## Brano
··········
Malaparte disse che la sconfitta nella Seconda guerra mondiale non avrebbe indebolito, ma rafforzato la ferrea determinazione teutonica. E infatti...

Lui l'aveva già capito: il nazionalismo "crucco" è un marchio di fabbrica

Nel pieno della guerra fredda, Curzio Malaparte, da qualche anno tornato alla ribalta delle lettere con i successi (e le aspre polemiche) internazionali che avevano accompagnato la pubblicazione di Kaputt , riprese l'attività di inviato speciale con una serie di reportage dei quali l'ultimo, Esplorazioni della Germania d'oggi , apparve fra il settembre e il dicembre 1953. Contemporaneamente pubblicava su un settimanale la rubrica Battibecco , nella quale, con la sua prosa irriverente e fulminante, si lasciava andare a giudizi e considerazioni spesso iconoclasti e, in qualche caso, profetici. Proprio in uno di questi corsivi espresse opinioni che, alla luce di quanto sta accadendo oggi, appaiono lungimiranti.
··········
## Dati forniti
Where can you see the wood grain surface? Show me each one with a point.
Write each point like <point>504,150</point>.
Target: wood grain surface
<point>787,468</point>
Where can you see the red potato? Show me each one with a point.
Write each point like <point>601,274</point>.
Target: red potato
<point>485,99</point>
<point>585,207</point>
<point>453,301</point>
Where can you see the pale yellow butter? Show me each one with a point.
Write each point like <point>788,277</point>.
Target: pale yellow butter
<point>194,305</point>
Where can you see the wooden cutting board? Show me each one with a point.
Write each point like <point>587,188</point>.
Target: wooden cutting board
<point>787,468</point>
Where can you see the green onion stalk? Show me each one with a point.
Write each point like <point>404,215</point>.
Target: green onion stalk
··········
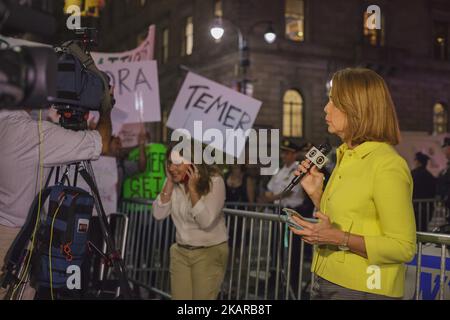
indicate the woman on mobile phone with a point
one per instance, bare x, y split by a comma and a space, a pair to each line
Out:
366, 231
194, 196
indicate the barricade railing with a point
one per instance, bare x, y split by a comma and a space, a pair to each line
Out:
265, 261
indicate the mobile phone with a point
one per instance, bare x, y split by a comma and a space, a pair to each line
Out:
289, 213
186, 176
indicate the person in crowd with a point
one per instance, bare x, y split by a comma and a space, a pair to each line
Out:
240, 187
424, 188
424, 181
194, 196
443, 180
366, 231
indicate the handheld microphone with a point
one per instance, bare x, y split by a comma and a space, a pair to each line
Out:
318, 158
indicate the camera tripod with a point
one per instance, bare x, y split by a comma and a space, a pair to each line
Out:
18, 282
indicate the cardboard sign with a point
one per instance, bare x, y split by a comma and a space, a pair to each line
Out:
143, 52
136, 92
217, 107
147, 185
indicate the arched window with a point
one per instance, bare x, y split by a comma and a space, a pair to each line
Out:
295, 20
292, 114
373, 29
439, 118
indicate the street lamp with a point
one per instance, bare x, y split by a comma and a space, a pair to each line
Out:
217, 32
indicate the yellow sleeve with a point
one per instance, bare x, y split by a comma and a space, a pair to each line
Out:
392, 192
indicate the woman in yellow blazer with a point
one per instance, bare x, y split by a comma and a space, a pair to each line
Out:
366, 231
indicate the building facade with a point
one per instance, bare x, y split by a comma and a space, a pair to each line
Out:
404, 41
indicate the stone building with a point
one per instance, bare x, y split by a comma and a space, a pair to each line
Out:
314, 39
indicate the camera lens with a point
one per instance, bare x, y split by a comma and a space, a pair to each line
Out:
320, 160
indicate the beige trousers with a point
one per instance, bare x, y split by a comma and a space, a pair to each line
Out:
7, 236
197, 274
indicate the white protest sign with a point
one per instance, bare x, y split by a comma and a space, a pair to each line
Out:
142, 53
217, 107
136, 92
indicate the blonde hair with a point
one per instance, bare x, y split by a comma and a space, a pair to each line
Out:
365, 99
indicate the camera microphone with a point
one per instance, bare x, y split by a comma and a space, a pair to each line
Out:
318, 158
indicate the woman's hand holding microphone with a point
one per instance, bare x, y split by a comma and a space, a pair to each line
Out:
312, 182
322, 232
··········
## Compito
Rispondi a queste domande sul brano su Malaparte:
1. Secondo Malaparte, che effetto avrebbe avuto la sconfitta nella Seconda guerra mondiale sulla determinazione teutonica?
2. Come si intitolava l'ultimo reportage della serie e in quale periodo apparve?
3. Quale rubrica pubblicava su un settimanale?
Per rispondere basta il brano.

## Soluzione
1. Non l'avrebbe indebolita, ma rafforzata.
2. Esplorazioni della Germania d'oggi, apparso fra il settembre e il dicembre 1953.
3. Battibecco.